■ Problem requirements ■
Could you copy every line of the listing below word for word, with no changes?

■ Records to use ■
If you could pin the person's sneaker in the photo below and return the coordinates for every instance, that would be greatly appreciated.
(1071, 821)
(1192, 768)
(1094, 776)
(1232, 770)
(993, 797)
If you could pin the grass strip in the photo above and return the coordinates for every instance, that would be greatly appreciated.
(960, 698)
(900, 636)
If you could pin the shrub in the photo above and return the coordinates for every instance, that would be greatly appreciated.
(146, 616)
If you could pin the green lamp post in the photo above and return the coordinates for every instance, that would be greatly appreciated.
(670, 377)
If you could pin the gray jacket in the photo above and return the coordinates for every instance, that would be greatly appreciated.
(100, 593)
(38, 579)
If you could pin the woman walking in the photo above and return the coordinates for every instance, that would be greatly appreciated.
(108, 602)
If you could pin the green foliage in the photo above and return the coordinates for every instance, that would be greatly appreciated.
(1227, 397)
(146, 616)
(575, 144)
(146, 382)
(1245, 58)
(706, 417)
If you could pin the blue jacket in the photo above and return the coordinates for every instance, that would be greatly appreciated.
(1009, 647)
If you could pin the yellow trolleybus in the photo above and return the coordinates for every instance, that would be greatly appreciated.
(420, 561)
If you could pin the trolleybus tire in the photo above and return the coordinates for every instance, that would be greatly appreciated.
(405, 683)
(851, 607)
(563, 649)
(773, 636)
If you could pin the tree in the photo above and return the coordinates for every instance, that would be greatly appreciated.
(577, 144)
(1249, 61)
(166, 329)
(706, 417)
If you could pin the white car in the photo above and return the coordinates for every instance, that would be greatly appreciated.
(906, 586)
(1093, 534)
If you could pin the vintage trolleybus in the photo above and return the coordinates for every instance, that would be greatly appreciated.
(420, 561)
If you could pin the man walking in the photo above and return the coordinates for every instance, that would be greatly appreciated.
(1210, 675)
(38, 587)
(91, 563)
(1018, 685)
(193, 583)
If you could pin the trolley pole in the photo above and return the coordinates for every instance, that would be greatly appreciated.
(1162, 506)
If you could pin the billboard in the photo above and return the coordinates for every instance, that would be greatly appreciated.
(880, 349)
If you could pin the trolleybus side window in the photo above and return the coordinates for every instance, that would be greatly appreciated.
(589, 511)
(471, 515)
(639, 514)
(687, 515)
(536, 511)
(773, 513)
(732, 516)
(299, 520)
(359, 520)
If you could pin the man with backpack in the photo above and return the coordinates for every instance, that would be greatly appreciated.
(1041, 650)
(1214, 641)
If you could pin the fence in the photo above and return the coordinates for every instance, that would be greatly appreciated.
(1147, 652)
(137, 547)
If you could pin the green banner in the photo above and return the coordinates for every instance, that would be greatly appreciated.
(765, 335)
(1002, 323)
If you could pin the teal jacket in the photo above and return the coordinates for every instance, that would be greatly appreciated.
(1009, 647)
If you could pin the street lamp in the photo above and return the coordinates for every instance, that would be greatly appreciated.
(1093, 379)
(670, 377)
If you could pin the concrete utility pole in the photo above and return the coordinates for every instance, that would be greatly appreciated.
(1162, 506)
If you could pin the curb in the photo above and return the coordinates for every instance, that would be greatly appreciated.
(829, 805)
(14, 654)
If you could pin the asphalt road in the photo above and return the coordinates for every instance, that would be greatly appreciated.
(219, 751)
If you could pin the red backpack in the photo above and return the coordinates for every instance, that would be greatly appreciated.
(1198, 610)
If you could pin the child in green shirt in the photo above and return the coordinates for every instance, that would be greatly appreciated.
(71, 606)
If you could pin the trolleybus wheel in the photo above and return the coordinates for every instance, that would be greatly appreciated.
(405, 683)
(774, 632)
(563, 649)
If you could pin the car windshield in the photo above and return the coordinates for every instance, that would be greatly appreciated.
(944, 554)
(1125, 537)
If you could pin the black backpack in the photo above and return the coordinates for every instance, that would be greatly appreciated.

■ Solution ■
If you could pin the person's sneaker in the photo below and return the coordinates for every instance, that would be greatly appreciated.
(1071, 821)
(1192, 768)
(1094, 776)
(1232, 770)
(993, 797)
If you could pin the grass strip in the photo above and return the coordinates for every instance, that would be greatly appreciated.
(960, 698)
(900, 636)
If you could pin the shrub in the photo above and return the coordinates for every instance, that would be greatly appreciated.
(146, 616)
If you could pin the green lamp post in the photo above and return the coordinates for every instance, that would be greatly appreciated.
(670, 377)
If you could pin the gray jacket in the photo above and return the coordinates for every instance, that would be greatly appreciated.
(100, 593)
(38, 579)
If you could pin the woman walking in the photo above and return the coordinates for every instance, that would be greatly appreciated.
(108, 602)
If you could pin the green foliage in the photo above and return the coordinates for every instance, that would be greatly appreciated.
(1227, 397)
(146, 616)
(575, 144)
(146, 382)
(1245, 58)
(706, 417)
If you could pin the blue jacket in the photo above and return the coordinates for every instance, that would be greatly appreciated.
(1009, 647)
If you could pin the yellow trolleybus in the photo above and return the coordinates for every instance, that would be greatly appreciated.
(420, 561)
If you could pin the trolleybus tire in the photo above and return the coordinates for every instance, that would be greatly appreciated.
(405, 683)
(851, 607)
(563, 649)
(773, 636)
If you could pin the tree in the photo above and return the coordinates for every instance, that would be greatly appreciated.
(577, 144)
(1249, 61)
(166, 329)
(706, 417)
If you could pin the white car in the photo above and return the coordinates for every instance, that would be greatly appreciated.
(906, 586)
(1093, 534)
If you could pin the vintage trolleybus in the photo above and return the coordinates for every instance, that would be greatly appreciated.
(420, 561)
If you could pin the man walking in the photo above and return the coordinates for every instance, that would be greatly appreciated.
(1210, 675)
(38, 587)
(91, 563)
(1018, 685)
(193, 583)
If you could pin the trolley pole in the photo above and return the coordinates for every instance, that would be greatly appreciated.
(1162, 506)
If you could pin the billboard in the photo above and return the coordinates for every instance, that would be greatly appreciated.
(880, 349)
If you could pin the trolleybus side window in the photo above and return the coordinates for every instance, that would be greatly appreciated.
(589, 511)
(471, 515)
(639, 514)
(687, 515)
(536, 511)
(773, 513)
(732, 516)
(299, 520)
(359, 520)
If you could pin the man with backpack in the photo above and return the coordinates for every instance, that would be greatly appreciated.
(1041, 650)
(1214, 641)
If you could pin the fence in the photo above and return the coordinates for every instance, that would be greatly appreciated.
(1147, 652)
(137, 547)
If you could pin the green banner in the photo above and return the coordinates for every instance, that would be greatly appreciated.
(765, 335)
(1002, 323)
If you could pin the teal jacket in the photo above and return the coordinates for every instance, that would be greatly appreciated.
(1009, 647)
If you could pin the street lamp in the photo above and return the coordinates for every instance, that would be greatly appreciated.
(1093, 379)
(670, 377)
If you could pin the concrete utility pole in the photo above and return the coordinates for every instance, that would be greatly appreciated.
(1162, 506)
If you could pin the curb in the photo above and return the coordinates for every instance, that would be greatly appreciated.
(829, 805)
(14, 654)
If you could pin the asphalt road in the photo above and return the coordinates for every instance, that would be greatly appreciated.
(219, 751)
If you could pin the red backpack in the photo above and return the coordinates for every instance, that would be greatly appreciated.
(1198, 610)
If you could pin the child in green shirt in the photo above and return the coordinates for every instance, that would be greatly appreciated.
(71, 606)
If you could pin the trolleybus wheel in the photo above and return the coordinates for every instance, that would be greatly appreciated.
(405, 683)
(774, 632)
(563, 649)
If you could pin the car windshield in the photo above and return the coordinates for every instance, that would be greatly appreciated.
(944, 554)
(1125, 537)
If you could pin the black backpack in the photo above and return the coordinates for every instance, that would be greatly appreciated.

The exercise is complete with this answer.